• Passage shown:
Stigma against rape survivors undermines efforts to combat sexual violence in conflict

Report
from Tearfund
Published on 25 Nov 2016

· Research across four conflict-affected countries shows stigma is preventing survivors of sexual violence from accessing medical care and legal support.

· Aid agency Tearfund calls for greater investment in addressing the root causes of violence and stigma and building support networks for survivors of sexual violence.

Unless more is done to change attitudes and break taboos around sexual violence, survivors will continue to suffer alone without access to essential medical and support services, aid agency Tearfund said today.

Donors, governments and aid agencies must go beyond the provision of services such as healthcare, and urgently invest in the difficult task of tackling attitudes and perceptions if the fight against sexual violence is to be won, the agency said.

On the International Day for the Elimination of Violence Against Women, and the week before the UK Government meets with experts and survivors to agree an action plan on stigma, Tearfund says that much more needs to be done globally to prevent survivors from being rejected by their families and communities following sexual violence.

Research over three years across Myanmar, the Democratic Republic of Congo (DRC), Colombia and the Central African Republic (CAR) shows the devastating impact of stigma, which cuts across continents and conflicts.

Speaking to more than 325 women, Tearfund found that survivors experienced an overwhelming fear of speaking out or accessing help. The vast majority of women stayed silent in order to prevent further rejection or abuse from those closest to them.

Tearfund’s Head of Sexual Violence, Veena O'Sullivan said: “We spoke to women who suffered brutal rape only to be rejected and ostracised by their families and communities. Stigma is preventing women from getting the medical, legal, economic and psychological support they so desperately need. Tackling the root causes of violence and stigma takes time and is complicated but governments and aid agencies must invest in training and support, working within communities to change attitudes, so survivors can recover from trauma and rebuild their lives.”

Survivors in DRC and CAR, many of whom reported they had been gang raped by armed men during conflict, often in public, said that their trauma was compounded by being abandoned by their husbands or immediate family as a direct result of their ordeal. Even where services were available, very few sought the medical support they needed due to fear of stigma.

In Colombia, women spoke of the same fear of rejection and abandonment. A third of the women said they had been abandoned by their husbands as a result of being raped by armed men. Women reported being afraid of reprisals, threats or death if they spoke out.

Rejection and mistreatment of survivors by communities in Myanmar was also common, with some churches forcing women to confess to their own guilt or marry the man that attacked them. Some women were ordered to leave their villages or homes. One survivor was asked to pay a fine to the community, forcing her into debt.

O'Sullivan said: “We know that survivors often turn to faith groups for safety and support, but religious leaders all too often reinforce the shame and stigma of the wider community. Yet we’ve also seen how with enough training and support, faith leaders can instead play a key role in transforming attitudes within their community – for example, in tackling stigma around HIV.

“Ending stigma can be life saving. The same shift in attitudes can happen with sexual violence – and for the countless women, men, boys and girls suffering in silence today, it has to.”

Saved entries
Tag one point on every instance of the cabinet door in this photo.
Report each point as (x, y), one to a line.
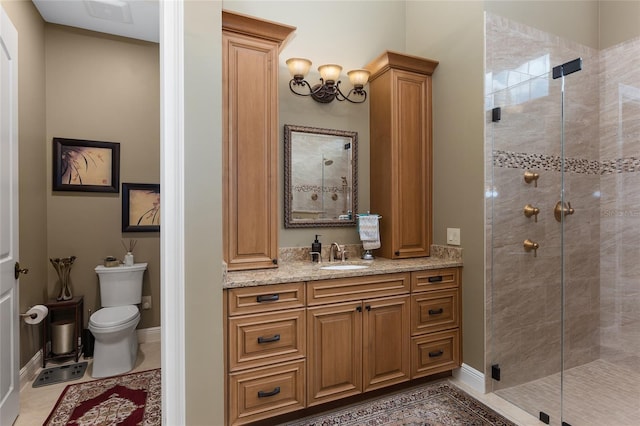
(334, 352)
(250, 105)
(412, 138)
(386, 355)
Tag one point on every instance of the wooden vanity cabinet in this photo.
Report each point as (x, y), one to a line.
(401, 153)
(295, 345)
(250, 65)
(436, 318)
(358, 342)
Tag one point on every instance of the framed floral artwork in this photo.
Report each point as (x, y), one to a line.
(140, 207)
(89, 166)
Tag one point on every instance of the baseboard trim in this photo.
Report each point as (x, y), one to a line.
(149, 335)
(471, 377)
(32, 367)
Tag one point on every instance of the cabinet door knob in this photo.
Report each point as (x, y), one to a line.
(267, 298)
(263, 394)
(274, 338)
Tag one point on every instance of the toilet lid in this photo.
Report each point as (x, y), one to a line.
(110, 317)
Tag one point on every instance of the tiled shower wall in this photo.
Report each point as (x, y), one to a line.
(524, 289)
(620, 204)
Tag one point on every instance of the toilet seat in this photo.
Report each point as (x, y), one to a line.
(114, 316)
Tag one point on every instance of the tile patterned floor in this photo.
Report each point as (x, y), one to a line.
(37, 403)
(597, 393)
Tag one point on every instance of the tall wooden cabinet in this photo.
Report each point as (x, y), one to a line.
(400, 124)
(250, 50)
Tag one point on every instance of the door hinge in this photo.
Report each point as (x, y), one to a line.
(495, 372)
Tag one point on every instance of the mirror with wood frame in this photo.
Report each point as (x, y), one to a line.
(320, 177)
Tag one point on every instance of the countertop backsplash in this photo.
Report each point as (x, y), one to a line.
(295, 266)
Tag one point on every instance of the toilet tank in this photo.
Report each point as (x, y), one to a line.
(120, 285)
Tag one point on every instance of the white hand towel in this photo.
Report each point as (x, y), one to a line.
(369, 231)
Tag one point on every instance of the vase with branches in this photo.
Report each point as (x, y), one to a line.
(63, 266)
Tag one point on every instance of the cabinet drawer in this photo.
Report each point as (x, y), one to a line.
(435, 353)
(257, 340)
(435, 279)
(357, 288)
(435, 311)
(250, 300)
(266, 392)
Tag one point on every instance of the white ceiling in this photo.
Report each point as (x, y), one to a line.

• Problems to solve:
A. Reproduce the part of the Tearfund report starting with "Stigma against rape" and going on through "and legal support.".
B. Summarize the Tearfund report in two sentences.
C. Using the Tearfund report, explain in one or two sentences why the vast majority of the women interviewed stayed silent.

• Solutions to each task:
A.
Stigma against rape survivors undermines efforts to combat sexual violence in conflict

Report
from Tearfund
Published on 25 Nov 2016

· Research across four conflict-affected countries shows stigma is preventing survivors of sexual violence from accessing medical care and legal support.

B. Tearfund's three years of research with more than 325 women in Myanmar, the DRC, Colombia and the Central African Republic found that stigma leads survivors of sexual violence to stay silent and avoid medical, legal and other support, often after rejection by their families and communities. The agency urges donors, governments and aid agencies to go beyond providing services and invest in changing attitudes and tackling root causes, noting that faith leaders with enough training and support can help transform community attitudes.

C. They stayed silent to prevent further rejection or abuse from those closest to them. The survivors felt an overwhelming fear of speaking out or seeking help.